Cobalt seeks a TRO prohibiting Engelland, James, and the law firm of Sebris Busto James from further communicating with the putative class until September 12, 2016, one week after Court-approved notice materials are sent. (Dkt. No. 49 at 2.) Cobalt also asks the Court to set a hearing date on a motion for a preliminary injunction to the same effect. (Id.)
1. Likelihood of Success on the Merits
A showing of likelihood of success on the merits to a certain degree is not required; rather, this factor is considered along with the overall analysis of a balance of hardship. William Inglis & Sons Baking Co. v. ITT Continental Baking Co., Inc., 525 F.2d 86, 88 (9th Cir.1975). Where the potential harm to Plaintiff is "sufficiently serious," it is "only necessary that there be a fair chance of success on the merits." Id.
The Court is endowed with "both the duty and the broad authority to . . . enter appropriate orders governing the conduct of [class] counsel and parties." Gulf Oil Co. v. Bernard, 452 U.S. 89, 100 (1981). Where, as here, a collective action has been approved, "the Court has an interest that no . . . communication undermine or contradict the Court's own notice." Parks v. Eastwood Ins. Services, Inc., 235 F. Supp. 2d 1082, 1083 (C.D. Cal. 2002). While the Central District of California's decision in Parks is merely persuasive, the Court adopts its reasoning: that a 29 U.S.C. § 216 FLSA collective action is analogous to a Rule 23 class pre-certification in that potential class members are not technically "represented" at this stage of the proceeding due to the opt-in nature of the collective action. Id. Accordingly, while the Rules of Professional Conduct do not bar communications with putative class members by an opposing party, a court may choose to restrict such pre-certification communications if presented with "a clear record and specific findings that reflect . . . the need for a limitation and the potential interference with the rights of the parties." Id. at 1084 (quoting Gulf Oil, 452 U.S. at 101). For the purposes of this inquiry, the Court determines that restriction on communications between opposing counsel and putative class members should be based on whether the communication at issue is "misleading or improper." Id. (citing Impervious Paint Industries v. Ashland Oil, 508 F. Supp. 720, 723 (W. D. Ky. 1981); Pollar v. Judson Steel Corp., 1984 WL 161273 (N.D. Cal. Feb. 3, 1984)).

· · · · · · ·

__SHORT EXERCISE 1__.
According to the court ruling excerpt, until what date does Cobalt want communications with the putative class barred?
__SHORT EXERCISE 2__.
Echo back the rows word for word, starting at the line containing "In the photograph above, where can the crucifix" and continuing through the final row.
The court ruling excerpt and the rows have nothing to do with each other.

· · · · · · ·

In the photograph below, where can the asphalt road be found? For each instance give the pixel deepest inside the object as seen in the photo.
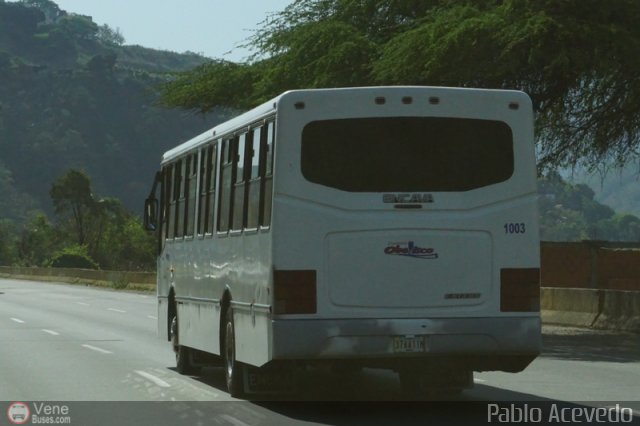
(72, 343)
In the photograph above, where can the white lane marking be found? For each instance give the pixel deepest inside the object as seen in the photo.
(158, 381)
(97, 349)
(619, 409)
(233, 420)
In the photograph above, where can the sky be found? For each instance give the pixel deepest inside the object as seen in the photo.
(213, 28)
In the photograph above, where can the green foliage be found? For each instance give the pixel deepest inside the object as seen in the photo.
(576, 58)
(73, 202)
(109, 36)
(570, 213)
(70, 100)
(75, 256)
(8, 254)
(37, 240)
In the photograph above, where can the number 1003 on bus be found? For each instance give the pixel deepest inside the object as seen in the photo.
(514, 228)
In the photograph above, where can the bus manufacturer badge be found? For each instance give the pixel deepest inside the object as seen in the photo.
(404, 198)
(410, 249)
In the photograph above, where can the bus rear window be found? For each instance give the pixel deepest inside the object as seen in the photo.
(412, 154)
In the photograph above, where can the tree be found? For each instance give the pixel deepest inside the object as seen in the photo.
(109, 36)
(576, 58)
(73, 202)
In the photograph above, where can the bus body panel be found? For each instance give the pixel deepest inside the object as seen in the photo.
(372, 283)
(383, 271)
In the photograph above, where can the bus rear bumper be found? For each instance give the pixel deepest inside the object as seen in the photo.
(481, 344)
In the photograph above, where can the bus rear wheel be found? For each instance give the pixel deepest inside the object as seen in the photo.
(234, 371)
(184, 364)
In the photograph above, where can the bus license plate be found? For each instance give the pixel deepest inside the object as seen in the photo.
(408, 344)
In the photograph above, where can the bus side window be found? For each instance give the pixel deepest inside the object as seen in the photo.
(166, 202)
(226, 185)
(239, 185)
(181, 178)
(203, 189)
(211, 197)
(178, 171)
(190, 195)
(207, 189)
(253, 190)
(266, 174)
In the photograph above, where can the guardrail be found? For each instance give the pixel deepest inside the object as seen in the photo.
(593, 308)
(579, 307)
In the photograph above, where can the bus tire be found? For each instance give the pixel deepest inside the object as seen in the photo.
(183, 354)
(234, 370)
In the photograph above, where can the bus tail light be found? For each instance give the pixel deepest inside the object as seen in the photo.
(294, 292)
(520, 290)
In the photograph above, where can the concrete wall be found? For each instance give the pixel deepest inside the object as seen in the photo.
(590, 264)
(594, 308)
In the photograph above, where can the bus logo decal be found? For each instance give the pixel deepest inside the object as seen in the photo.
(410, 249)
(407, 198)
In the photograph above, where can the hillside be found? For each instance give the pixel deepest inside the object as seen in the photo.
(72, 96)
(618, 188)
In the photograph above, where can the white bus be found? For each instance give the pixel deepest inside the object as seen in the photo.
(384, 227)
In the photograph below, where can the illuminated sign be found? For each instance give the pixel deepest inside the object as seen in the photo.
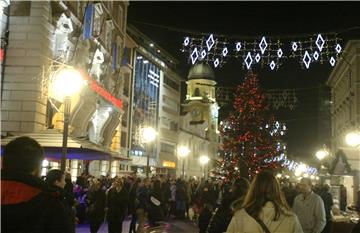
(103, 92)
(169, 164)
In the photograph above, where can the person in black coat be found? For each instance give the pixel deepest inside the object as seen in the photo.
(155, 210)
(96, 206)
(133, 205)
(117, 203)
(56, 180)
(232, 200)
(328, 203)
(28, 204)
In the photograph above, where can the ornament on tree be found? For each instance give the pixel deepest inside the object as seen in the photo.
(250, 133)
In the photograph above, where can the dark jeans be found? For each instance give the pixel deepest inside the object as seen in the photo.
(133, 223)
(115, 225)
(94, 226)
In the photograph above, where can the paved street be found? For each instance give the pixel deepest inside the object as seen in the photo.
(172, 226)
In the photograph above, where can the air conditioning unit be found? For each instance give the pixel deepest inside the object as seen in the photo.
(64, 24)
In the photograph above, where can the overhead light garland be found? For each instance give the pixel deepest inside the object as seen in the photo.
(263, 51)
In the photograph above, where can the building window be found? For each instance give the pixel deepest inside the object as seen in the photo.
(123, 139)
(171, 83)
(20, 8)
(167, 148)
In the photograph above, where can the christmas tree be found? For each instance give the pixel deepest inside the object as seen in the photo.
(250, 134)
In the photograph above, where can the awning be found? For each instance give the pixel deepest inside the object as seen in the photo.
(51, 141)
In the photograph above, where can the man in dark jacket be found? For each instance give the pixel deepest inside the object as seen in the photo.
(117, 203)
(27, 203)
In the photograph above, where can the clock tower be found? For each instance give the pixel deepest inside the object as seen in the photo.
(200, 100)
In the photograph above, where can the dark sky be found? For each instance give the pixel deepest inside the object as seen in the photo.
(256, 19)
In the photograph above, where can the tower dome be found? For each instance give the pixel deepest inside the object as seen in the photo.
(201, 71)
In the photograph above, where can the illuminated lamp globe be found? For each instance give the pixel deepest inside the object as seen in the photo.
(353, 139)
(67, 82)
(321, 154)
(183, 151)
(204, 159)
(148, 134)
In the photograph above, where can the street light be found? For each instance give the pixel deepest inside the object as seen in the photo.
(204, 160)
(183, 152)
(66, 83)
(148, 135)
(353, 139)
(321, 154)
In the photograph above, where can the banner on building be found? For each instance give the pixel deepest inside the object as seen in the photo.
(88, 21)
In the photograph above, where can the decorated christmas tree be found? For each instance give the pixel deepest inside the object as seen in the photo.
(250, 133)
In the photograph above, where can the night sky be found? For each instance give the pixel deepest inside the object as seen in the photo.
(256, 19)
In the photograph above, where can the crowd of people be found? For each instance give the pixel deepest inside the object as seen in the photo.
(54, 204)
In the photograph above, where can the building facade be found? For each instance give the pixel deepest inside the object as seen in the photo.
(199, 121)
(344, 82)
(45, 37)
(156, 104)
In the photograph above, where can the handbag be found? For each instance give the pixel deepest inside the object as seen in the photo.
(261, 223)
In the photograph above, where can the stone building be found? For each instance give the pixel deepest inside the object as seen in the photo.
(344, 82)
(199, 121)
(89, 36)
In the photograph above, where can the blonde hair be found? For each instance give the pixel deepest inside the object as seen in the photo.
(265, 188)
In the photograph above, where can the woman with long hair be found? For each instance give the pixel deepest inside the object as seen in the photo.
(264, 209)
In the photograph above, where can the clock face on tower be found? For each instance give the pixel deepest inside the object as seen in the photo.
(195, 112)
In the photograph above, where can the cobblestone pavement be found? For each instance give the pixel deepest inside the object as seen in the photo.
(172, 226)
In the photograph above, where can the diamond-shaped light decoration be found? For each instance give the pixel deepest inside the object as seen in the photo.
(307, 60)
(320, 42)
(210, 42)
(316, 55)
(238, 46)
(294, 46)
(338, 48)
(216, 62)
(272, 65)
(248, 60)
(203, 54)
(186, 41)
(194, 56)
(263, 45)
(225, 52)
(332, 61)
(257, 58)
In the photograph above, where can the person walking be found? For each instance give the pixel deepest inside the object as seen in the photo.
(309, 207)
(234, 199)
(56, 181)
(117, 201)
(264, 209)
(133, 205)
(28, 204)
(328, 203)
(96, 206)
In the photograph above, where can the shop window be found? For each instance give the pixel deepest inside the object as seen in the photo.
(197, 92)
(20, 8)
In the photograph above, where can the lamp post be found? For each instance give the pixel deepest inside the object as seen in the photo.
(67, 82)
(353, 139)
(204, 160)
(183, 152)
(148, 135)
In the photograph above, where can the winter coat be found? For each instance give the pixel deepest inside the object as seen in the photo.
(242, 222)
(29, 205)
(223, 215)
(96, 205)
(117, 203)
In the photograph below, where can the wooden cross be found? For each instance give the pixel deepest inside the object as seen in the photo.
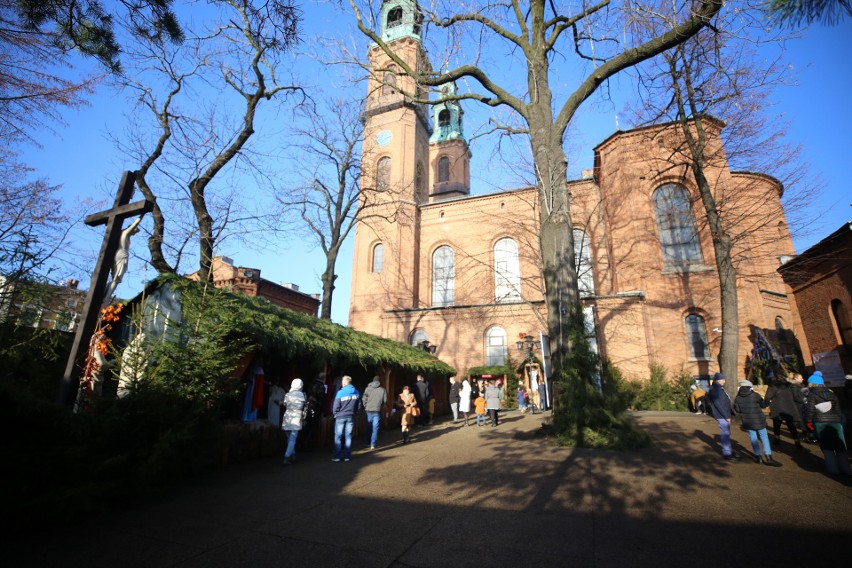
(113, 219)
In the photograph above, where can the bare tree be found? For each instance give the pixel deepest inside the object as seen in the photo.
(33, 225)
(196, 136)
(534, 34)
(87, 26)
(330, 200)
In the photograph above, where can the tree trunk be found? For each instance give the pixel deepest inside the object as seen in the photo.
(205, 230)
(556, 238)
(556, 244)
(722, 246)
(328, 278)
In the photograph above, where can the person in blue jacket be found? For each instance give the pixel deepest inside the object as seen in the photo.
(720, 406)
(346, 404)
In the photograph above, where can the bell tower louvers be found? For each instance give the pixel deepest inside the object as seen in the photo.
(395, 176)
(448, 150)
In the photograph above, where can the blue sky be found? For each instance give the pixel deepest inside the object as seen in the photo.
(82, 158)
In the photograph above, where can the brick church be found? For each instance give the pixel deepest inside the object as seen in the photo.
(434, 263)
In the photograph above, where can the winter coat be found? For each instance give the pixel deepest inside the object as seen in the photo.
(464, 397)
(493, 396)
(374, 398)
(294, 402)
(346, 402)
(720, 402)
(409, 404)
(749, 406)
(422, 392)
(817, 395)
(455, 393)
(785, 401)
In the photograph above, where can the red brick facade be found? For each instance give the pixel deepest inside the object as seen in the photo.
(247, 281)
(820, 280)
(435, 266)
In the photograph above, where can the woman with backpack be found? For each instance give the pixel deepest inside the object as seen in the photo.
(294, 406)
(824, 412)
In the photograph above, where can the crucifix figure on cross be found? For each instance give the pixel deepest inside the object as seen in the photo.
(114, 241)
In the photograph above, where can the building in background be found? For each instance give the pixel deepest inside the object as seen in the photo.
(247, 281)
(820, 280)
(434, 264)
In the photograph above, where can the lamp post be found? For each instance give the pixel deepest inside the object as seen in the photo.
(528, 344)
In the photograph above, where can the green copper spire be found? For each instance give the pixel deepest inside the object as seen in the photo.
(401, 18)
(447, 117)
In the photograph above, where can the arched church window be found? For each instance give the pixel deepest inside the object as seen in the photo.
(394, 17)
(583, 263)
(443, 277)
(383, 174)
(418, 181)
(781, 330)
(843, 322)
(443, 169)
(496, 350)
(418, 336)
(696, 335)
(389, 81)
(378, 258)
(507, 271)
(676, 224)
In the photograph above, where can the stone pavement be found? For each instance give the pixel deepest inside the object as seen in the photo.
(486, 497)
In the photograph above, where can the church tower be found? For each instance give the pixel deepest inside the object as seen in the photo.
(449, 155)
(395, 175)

· · · · · · ·

__FINISHED ANSWER 1__.
September 12, 2016.

__FINISHED ANSWER 2__.
In the photograph above, where can the crucifix figure on cross be found? For each instance give the pixel deepest inside the object as seen in the photo.
(114, 241)
In the photograph above, where can the building in background be found? For each instance give the pixel deepest inside the object as seen in the photo.
(247, 281)
(820, 280)
(434, 264)
In the photograph above, where can the lamp post be found? For each instance give the pixel deepest inside the object as seen in the photo.
(528, 344)
In the photograph above, where can the green copper spire be found? For each instance give the pixel deepest inside the object as seen in the photo.
(401, 18)
(447, 117)
In the photograph above, where can the arched church window be found? For each instance give the pixel deepest inside the object as seen in the photo.
(394, 17)
(583, 263)
(443, 277)
(383, 174)
(418, 181)
(781, 330)
(843, 322)
(443, 169)
(496, 350)
(418, 336)
(696, 335)
(389, 81)
(378, 258)
(507, 271)
(676, 224)
In the photograph above, where can the stone pavement be found? For each instance give the pixel deepest inside the object as seen in the photo.
(486, 497)
In the photograph above, where can the church tower be found? For each instance give the pixel deepest inside the object as seen in the photo.
(449, 155)
(395, 175)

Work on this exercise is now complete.